Location annotation dataset excerpts ▸
==============================
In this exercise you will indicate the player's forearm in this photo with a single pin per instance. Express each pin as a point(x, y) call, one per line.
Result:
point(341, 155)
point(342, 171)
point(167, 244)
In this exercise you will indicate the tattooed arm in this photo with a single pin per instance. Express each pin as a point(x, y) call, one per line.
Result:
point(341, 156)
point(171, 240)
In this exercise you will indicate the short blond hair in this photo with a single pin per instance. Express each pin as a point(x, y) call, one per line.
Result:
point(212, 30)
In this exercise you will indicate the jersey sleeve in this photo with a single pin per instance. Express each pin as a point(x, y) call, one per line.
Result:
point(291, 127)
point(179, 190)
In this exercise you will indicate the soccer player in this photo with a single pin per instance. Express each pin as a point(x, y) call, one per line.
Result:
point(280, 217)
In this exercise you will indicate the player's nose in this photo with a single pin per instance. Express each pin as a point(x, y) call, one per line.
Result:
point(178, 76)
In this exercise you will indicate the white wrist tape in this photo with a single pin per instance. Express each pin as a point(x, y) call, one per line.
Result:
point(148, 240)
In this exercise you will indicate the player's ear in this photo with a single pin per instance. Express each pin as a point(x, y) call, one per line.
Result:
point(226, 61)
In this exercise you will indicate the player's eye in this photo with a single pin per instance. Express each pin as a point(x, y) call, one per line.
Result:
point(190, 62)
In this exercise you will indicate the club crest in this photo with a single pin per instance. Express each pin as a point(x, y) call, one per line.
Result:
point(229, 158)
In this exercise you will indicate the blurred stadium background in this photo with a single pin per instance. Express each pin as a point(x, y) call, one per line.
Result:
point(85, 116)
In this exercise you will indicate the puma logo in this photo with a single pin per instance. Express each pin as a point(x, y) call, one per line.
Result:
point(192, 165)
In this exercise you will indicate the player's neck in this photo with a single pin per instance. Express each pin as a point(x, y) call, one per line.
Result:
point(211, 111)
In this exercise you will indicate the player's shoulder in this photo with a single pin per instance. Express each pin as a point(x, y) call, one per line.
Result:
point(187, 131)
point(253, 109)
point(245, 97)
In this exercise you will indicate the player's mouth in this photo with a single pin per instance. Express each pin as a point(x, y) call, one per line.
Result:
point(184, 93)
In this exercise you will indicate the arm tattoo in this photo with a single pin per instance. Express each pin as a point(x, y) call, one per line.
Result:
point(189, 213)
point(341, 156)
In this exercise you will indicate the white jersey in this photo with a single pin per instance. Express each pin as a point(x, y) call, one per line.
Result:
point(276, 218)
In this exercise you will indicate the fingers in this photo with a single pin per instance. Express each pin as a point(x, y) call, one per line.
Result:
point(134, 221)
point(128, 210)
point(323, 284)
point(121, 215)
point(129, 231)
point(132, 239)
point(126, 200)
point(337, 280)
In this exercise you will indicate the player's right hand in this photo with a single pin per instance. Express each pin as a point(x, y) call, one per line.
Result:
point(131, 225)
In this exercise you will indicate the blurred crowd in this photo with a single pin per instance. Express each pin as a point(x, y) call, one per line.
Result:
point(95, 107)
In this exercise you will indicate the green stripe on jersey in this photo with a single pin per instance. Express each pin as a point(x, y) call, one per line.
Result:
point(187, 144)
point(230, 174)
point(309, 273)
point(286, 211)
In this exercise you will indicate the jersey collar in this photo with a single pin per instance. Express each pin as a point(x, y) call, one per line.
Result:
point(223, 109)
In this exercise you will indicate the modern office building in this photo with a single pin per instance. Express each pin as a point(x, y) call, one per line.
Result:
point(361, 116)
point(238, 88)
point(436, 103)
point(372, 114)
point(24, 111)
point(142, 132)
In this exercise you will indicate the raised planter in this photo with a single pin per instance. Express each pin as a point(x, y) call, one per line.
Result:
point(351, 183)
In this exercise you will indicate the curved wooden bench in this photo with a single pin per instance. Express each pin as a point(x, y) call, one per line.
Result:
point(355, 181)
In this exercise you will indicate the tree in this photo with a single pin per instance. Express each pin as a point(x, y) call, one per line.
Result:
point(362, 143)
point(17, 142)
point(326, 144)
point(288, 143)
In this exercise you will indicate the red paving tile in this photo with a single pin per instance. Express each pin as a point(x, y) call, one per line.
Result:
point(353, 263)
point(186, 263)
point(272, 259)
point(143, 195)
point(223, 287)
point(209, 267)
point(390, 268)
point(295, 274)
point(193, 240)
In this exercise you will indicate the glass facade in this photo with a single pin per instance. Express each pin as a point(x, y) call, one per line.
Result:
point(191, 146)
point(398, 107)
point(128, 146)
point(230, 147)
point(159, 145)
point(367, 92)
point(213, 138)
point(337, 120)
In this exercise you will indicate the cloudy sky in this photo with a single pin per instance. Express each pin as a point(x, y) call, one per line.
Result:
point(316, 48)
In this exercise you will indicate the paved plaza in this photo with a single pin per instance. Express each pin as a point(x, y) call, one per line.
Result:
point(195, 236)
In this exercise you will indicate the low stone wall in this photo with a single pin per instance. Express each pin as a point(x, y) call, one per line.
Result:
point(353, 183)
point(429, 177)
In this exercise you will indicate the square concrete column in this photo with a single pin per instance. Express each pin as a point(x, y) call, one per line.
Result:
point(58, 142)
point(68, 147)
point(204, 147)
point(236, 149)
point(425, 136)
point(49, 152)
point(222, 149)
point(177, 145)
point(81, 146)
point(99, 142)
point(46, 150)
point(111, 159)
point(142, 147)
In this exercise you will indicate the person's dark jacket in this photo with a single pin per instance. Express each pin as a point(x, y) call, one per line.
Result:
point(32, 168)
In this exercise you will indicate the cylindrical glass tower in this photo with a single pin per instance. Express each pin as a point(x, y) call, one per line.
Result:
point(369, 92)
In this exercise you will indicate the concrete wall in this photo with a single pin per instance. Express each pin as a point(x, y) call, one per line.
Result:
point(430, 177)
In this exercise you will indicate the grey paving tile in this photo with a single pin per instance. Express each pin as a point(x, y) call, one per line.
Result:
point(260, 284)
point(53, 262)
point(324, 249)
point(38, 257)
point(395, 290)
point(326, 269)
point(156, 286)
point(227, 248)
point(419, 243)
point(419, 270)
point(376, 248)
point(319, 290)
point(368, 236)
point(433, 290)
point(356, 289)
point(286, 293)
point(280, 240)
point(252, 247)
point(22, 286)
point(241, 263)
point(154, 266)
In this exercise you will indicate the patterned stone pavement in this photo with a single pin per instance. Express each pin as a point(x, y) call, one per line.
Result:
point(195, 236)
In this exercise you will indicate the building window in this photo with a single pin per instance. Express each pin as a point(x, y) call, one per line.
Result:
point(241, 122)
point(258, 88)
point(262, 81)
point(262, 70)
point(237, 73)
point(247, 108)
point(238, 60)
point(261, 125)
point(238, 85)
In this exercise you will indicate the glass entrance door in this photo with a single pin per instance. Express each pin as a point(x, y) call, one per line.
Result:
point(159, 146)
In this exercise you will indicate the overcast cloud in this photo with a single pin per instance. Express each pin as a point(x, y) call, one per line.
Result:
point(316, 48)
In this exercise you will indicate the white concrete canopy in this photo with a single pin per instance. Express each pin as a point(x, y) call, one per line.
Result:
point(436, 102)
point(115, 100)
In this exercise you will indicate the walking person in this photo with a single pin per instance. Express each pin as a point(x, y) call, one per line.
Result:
==============================
Exercise prompt ▸ Beginning with the line that contains "In this exercise you will indicate the cylindrical", repeat every line through the end of the records and nothing more.

Exercise answer ▸
In this exercise you will indicate the cylindrical glass tower in this photo with a single pin per instance. Express each pin as a point(x, y) call, one per line.
Result:
point(369, 92)
In this exercise you will indicate the concrete wall in this photo with a single pin per instance. Express each pin as a point(x, y) call, one per line.
Result:
point(430, 177)
In this exercise you will indicate the grey paving tile in this photo with a single pin per instance. Express each pin as a point(x, y) call, one per line.
Result:
point(260, 284)
point(53, 262)
point(324, 249)
point(38, 257)
point(395, 290)
point(326, 269)
point(156, 286)
point(227, 248)
point(419, 243)
point(419, 270)
point(376, 248)
point(319, 290)
point(368, 236)
point(433, 290)
point(356, 289)
point(286, 293)
point(280, 240)
point(252, 247)
point(22, 286)
point(241, 263)
point(154, 266)
In this exercise you will indicate the patterned stone pavement in this photo with a single pin per instance. Express each pin as a point(x, y) call, one per line.
Result:
point(195, 236)
In this exercise you will indicate the building window in this photo with a single pin per instance. Express each pin as a point(x, y) call, one per line.
Result:
point(241, 122)
point(258, 88)
point(262, 81)
point(262, 70)
point(237, 73)
point(247, 108)
point(238, 60)
point(261, 125)
point(238, 85)
In this exercise you will indicate the glass entrance door in this photo with a single pin per instance. Express each pin as a point(x, y) call, one per line.
Result:
point(159, 146)
In this exercise you will indicate the overcast cloud in this photo with a single pin per instance. Express each pin as a point(x, y) call, one per line.
Result:
point(316, 48)
In this exercise you will indicate the white concrete canopy in this photo with a single pin per instance. Express each pin as a point(x, y) call, one per line.
Result:
point(436, 102)
point(115, 100)
In this exercise you will indicate the walking person in this photo with a single pin per instance. Express each pin as a point(x, y) call, one per line.
Result:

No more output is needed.